### Reading passage
As a picture of how pre-Thatcher government worked, this book is hard to beat. CP Snow knew it from the inside, both as a civil servant and a minister. It rings with the same authenticity as a John LeCarré.

Snow is great at creating engaging characters that we want to care about. But he is not so good at sustaining them. Half way through, I lose my admiration for Roger Quaife: a man who deceives his wife and yet simultaneously wants to lead the nation through high moral principles lacks the inner consistency to be a hero. Of course, many real life politicians have walked down this path, but most of them have also lost our admiration sooner or later.

To me, The Corridors of Power works as a fictionalised manual of politics. Outdated it may be, but plenty of the lessons still apply. Yet, even in that, the book begins to grate. Up to half way, Snow's distribution of the world into men of action and men of reflection, and his sharp observations on love, conscience, and how deals are done, are new and refreshing - at least to me. But after a while, these observations, which repeat, are simply more of the same.

Beginning novelists are often advised to write about what they know. Snow, with eight previous Strangers and Brothers novels under his belt, was no new novelist. But perhaps he would have been better to have written more about what he imagined than about what he knew. As it is, he tries to describe the entire world of Westminster in a single book. This is more entertaining than Politico's Guide to Parliament, and, in its own way, more authoritative. Nonetheless, the book does not sustain as fiction, thereby failing in the most basic attribute of the novel: once we lose admiration for Quaife, knowing what _did_ happen in real life, we lose interest in his story.

### Given exercise A
In the book review, copy the passage that runs from "Snow is great" up to and including "sooner or later.".
### Given exercise B
Name every subject that the book review says Snow makes sharp observations on.

[Rows from a box-labeling dataset]
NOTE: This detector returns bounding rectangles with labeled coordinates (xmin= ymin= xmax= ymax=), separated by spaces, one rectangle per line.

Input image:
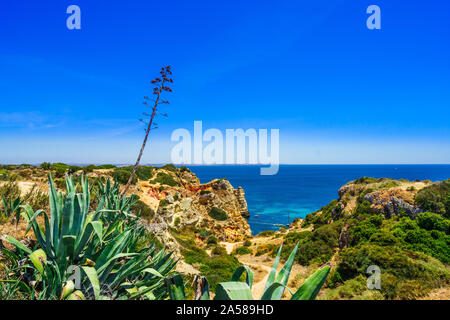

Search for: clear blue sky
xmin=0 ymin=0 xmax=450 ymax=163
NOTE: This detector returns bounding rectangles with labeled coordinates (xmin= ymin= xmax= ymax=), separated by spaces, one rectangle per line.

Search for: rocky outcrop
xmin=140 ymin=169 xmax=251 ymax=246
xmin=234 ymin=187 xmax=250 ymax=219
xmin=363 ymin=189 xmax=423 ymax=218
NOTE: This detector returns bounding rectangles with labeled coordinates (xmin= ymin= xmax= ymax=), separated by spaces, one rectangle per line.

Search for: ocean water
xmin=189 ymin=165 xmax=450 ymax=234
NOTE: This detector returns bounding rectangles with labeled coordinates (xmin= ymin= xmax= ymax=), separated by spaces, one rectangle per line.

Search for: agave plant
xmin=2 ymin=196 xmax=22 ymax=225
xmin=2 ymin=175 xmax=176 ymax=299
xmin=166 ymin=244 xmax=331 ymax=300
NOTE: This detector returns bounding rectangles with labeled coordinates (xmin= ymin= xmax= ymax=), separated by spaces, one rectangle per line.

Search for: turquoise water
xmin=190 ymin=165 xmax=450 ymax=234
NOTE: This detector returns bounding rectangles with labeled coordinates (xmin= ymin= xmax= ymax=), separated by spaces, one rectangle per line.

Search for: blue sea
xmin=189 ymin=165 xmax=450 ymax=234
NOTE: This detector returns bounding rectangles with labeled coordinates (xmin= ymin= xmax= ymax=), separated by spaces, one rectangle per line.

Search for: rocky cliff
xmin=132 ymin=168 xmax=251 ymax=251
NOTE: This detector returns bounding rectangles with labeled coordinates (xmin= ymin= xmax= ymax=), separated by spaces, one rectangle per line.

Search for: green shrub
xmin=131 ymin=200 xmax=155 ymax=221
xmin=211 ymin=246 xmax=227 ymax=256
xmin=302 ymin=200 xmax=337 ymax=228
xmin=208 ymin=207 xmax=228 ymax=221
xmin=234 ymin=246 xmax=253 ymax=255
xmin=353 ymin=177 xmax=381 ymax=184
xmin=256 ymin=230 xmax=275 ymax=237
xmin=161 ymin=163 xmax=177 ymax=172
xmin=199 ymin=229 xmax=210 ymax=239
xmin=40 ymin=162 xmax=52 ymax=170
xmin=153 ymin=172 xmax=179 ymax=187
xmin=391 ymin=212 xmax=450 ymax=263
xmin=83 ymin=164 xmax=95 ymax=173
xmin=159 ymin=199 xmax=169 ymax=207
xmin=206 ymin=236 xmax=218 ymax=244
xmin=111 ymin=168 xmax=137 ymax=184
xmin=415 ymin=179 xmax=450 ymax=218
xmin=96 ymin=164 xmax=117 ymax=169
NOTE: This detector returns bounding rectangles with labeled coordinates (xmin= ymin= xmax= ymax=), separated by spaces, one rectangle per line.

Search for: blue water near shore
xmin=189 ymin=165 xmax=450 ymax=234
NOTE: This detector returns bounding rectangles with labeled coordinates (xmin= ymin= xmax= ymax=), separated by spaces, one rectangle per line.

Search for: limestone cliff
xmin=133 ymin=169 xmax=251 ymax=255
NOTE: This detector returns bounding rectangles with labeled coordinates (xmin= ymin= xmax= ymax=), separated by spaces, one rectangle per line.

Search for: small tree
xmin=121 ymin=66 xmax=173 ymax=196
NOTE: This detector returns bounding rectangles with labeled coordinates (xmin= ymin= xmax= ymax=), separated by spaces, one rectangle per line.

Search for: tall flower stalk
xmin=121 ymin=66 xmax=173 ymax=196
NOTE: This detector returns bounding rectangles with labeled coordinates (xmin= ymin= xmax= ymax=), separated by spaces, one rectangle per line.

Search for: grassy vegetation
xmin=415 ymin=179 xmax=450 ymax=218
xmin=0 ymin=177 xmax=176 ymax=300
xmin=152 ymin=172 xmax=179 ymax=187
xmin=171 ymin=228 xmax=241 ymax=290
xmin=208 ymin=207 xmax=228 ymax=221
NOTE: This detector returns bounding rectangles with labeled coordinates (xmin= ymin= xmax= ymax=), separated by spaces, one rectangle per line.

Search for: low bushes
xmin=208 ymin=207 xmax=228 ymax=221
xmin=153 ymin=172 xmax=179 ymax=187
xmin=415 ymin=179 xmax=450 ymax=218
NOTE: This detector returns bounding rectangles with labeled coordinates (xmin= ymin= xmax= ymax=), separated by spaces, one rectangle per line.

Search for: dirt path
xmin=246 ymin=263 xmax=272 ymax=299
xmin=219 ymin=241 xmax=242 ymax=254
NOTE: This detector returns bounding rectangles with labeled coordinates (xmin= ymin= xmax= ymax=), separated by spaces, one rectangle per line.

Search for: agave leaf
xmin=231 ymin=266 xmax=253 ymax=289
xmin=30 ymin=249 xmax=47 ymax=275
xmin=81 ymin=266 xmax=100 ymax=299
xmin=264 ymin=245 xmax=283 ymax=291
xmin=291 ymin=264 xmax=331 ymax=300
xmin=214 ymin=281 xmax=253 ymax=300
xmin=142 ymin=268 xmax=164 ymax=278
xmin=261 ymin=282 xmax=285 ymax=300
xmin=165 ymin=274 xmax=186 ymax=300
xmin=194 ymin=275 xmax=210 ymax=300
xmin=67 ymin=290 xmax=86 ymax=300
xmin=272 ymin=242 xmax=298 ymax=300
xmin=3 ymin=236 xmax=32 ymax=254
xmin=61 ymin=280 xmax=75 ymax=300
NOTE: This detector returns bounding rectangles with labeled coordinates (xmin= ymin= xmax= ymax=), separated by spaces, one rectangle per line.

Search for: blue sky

--

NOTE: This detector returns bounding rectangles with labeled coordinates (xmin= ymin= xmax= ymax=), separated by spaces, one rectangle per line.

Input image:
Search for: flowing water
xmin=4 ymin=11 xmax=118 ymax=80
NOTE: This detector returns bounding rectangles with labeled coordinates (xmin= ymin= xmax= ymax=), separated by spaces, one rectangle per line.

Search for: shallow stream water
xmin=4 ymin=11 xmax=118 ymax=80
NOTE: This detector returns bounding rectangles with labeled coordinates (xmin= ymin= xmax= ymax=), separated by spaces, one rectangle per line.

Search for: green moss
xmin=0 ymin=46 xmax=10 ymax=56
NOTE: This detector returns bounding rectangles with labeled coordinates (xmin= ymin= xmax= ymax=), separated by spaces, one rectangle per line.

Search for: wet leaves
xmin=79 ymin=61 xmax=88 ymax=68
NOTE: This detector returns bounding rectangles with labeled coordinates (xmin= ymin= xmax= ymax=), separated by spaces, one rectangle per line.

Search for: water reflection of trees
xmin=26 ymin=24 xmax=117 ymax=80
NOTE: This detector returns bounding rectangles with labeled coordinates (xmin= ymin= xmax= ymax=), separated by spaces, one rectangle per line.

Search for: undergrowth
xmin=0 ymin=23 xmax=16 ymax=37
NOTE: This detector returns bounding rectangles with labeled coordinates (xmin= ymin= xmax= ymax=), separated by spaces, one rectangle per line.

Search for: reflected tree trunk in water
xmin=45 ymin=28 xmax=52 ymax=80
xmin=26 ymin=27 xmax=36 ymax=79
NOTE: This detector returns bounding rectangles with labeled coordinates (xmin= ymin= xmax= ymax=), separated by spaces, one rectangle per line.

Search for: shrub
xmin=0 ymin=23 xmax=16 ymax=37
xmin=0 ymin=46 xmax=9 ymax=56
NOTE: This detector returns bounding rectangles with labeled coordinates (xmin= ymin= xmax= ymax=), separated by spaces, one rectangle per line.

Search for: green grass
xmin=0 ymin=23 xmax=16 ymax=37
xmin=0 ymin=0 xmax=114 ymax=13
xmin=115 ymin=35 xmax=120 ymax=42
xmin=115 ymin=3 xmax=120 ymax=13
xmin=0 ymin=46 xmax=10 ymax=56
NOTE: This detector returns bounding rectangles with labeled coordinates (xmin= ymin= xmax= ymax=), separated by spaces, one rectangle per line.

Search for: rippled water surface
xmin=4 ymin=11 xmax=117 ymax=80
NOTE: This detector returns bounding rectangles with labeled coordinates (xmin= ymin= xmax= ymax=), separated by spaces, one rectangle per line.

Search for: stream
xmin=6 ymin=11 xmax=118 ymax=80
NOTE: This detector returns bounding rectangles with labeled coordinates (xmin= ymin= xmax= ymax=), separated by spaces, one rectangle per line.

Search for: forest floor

...

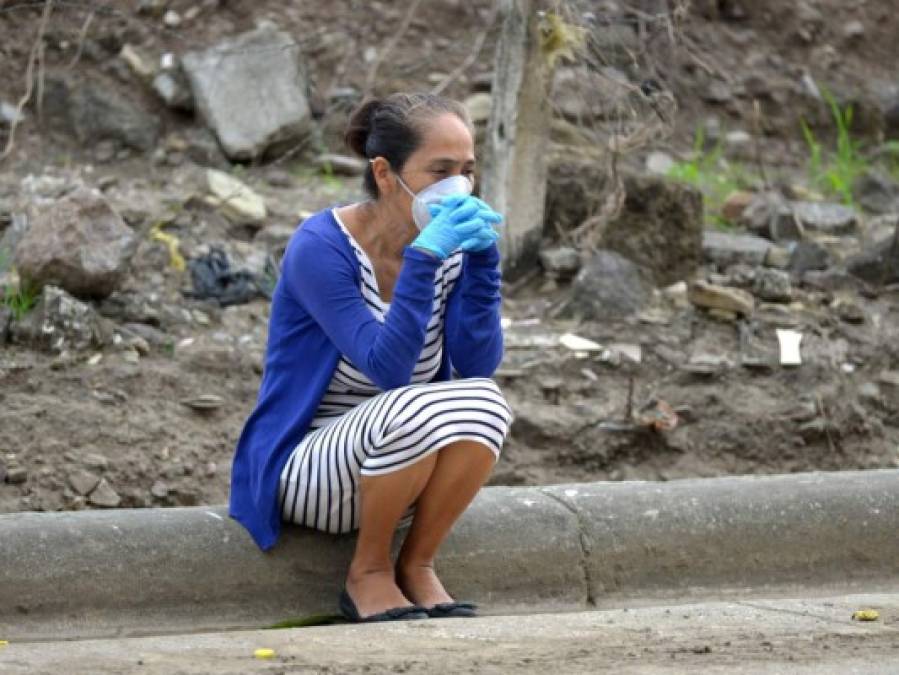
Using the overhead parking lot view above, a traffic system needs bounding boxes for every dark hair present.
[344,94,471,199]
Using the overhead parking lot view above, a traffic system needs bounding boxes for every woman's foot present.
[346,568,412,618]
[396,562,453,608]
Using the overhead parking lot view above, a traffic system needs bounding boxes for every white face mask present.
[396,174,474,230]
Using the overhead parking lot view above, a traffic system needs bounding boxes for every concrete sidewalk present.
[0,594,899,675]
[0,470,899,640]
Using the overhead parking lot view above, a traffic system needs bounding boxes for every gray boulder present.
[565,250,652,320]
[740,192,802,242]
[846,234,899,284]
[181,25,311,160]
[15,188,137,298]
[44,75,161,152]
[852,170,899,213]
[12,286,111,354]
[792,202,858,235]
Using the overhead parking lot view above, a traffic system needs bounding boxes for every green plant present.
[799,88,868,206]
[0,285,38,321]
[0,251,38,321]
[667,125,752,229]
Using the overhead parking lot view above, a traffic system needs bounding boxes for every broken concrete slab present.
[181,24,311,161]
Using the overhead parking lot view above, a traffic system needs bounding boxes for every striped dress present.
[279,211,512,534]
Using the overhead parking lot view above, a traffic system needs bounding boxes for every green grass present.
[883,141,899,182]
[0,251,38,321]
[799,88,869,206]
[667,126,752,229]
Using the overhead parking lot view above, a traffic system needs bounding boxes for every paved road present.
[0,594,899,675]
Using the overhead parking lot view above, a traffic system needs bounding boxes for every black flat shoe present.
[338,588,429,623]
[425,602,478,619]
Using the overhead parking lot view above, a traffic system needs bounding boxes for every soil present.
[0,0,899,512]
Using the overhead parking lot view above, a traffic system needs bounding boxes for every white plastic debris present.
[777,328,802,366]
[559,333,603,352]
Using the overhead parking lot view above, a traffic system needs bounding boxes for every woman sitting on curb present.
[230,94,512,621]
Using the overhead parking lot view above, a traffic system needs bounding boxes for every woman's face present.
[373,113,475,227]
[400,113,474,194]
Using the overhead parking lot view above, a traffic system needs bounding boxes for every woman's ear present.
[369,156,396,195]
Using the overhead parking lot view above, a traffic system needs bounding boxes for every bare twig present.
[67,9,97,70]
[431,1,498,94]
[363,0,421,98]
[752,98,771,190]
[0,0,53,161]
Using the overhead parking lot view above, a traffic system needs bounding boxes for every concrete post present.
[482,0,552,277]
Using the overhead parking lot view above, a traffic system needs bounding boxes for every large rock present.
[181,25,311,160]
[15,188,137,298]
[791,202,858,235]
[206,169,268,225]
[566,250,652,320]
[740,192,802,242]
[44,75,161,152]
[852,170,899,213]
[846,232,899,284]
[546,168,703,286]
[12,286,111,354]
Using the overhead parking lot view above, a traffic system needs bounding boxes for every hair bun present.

### Correct result A
Snow is great at creating engaging characters that we want to care about. But he is not so good at sustaining them. Half way through, I lose my admiration for Roger Quaife: a man who deceives his wife and yet simultaneously wants to lead the nation through high moral principles lacks the inner consistency to be a hero. Of course, many real life politicians have walked down this path, but most of them have also lost our admiration sooner or later.

### Correct result B
Love, conscience, and how deals are done.